- _MATERIAL FOR THIS EXERCISE_
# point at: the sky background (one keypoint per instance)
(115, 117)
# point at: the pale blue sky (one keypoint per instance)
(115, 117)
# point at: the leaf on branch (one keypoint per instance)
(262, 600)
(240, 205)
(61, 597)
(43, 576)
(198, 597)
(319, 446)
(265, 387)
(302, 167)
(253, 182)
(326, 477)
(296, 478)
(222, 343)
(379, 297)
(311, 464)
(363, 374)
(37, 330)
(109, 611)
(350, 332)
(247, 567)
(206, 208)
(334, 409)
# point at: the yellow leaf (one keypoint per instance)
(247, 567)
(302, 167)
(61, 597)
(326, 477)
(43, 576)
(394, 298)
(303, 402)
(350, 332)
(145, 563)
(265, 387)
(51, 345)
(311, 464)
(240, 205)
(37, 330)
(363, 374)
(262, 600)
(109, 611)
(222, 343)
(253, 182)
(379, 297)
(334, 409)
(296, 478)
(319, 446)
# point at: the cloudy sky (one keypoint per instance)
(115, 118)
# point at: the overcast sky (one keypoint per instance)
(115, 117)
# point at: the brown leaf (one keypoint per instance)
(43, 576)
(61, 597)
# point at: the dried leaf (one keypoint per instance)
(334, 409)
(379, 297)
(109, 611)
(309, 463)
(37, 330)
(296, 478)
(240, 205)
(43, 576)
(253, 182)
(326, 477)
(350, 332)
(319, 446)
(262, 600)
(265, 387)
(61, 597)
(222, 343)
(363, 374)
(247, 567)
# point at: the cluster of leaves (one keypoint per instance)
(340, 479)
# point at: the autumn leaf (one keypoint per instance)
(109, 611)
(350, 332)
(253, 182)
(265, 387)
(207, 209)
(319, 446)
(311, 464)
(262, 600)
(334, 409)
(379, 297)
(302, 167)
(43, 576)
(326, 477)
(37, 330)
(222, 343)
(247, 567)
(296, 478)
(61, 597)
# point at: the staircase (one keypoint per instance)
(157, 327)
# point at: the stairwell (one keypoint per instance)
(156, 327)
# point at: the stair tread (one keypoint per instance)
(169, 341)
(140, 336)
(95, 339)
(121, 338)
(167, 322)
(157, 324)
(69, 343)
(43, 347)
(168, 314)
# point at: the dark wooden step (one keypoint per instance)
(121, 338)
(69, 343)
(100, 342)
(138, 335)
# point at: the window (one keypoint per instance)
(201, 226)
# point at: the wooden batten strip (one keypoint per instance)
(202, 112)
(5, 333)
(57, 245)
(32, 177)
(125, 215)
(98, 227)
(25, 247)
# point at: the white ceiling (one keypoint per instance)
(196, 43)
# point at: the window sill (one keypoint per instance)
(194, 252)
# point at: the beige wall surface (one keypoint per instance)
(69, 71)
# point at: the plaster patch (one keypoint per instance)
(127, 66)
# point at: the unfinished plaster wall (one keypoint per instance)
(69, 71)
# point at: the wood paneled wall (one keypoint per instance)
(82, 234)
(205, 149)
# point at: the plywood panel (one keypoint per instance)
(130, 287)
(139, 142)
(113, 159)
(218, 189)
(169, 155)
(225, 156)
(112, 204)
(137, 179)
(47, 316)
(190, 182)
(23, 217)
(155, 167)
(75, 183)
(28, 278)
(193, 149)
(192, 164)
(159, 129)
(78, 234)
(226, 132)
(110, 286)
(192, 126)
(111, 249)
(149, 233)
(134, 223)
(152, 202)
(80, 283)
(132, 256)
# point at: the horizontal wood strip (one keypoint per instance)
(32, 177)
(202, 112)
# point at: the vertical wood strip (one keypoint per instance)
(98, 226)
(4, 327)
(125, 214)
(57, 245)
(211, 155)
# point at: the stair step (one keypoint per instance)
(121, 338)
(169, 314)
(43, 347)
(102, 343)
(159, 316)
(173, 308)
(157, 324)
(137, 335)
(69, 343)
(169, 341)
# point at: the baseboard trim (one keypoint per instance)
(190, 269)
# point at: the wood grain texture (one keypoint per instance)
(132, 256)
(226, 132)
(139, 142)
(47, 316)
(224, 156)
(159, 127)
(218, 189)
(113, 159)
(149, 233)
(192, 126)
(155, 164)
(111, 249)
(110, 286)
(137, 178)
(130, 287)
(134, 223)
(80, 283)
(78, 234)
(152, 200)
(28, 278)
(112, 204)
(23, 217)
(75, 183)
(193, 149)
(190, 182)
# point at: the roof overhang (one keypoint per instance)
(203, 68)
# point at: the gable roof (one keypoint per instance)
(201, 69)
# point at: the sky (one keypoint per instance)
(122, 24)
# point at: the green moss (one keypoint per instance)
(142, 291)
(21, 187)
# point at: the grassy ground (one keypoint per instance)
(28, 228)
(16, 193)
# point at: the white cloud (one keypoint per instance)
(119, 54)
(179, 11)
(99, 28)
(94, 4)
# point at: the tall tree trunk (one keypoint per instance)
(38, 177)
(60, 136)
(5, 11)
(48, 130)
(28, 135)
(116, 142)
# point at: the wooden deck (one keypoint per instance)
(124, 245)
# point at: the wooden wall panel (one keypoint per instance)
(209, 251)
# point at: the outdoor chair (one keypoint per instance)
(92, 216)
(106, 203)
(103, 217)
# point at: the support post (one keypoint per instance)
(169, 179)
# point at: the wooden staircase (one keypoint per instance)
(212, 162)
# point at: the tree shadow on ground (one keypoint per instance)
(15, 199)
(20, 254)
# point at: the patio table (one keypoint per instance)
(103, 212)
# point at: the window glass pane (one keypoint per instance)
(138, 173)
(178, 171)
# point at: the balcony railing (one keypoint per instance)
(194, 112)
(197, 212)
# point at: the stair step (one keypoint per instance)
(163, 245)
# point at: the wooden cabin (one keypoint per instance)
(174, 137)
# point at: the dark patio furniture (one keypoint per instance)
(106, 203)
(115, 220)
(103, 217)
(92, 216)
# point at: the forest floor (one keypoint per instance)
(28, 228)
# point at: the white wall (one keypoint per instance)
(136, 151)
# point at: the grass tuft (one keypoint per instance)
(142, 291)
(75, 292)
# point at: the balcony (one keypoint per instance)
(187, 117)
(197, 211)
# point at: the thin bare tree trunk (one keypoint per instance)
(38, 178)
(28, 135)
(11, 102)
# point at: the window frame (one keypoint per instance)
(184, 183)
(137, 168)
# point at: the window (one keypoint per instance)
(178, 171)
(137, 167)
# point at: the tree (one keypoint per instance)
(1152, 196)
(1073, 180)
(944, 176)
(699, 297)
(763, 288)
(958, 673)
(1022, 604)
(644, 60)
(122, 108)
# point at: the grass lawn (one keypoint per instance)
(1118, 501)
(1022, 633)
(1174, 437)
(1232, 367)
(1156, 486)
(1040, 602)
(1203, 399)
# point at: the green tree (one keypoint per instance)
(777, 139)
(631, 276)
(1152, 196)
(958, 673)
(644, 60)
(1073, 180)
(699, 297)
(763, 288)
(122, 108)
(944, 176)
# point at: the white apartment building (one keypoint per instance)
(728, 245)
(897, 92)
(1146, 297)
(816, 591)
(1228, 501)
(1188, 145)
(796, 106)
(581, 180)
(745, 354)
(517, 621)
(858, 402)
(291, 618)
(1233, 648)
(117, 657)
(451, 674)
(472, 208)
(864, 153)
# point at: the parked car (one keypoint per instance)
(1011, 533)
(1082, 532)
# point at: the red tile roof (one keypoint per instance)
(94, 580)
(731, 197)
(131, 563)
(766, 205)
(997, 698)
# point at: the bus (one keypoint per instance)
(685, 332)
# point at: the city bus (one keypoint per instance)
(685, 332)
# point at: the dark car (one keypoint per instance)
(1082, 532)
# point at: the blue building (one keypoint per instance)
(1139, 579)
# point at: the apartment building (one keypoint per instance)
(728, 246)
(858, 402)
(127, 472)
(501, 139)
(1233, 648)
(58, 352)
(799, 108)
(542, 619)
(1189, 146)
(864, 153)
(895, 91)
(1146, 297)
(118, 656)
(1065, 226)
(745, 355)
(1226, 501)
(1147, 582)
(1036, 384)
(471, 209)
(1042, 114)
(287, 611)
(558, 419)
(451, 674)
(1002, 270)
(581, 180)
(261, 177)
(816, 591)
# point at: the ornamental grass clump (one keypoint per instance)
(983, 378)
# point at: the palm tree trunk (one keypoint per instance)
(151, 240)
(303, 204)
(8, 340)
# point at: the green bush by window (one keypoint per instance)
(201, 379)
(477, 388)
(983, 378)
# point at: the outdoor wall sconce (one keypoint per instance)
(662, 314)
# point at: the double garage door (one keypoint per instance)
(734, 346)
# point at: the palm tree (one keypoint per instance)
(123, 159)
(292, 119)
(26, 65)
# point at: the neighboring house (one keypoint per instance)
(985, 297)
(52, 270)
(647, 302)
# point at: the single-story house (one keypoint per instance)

- _BRIEF_
What is needed is an exact copy of the lines from the one containing "# point at: the double" through the last line of the records above, both included.

- _REPLY TO THE EXERCISE_
# point at: the double garage door (one keypoint per instance)
(734, 346)
# point at: the palm tree (one keypoint per instance)
(123, 159)
(292, 119)
(26, 65)
# point at: the neighboring house (one keypoint per instance)
(985, 297)
(52, 270)
(647, 302)
# point at: the single-story house (one keypoint per instance)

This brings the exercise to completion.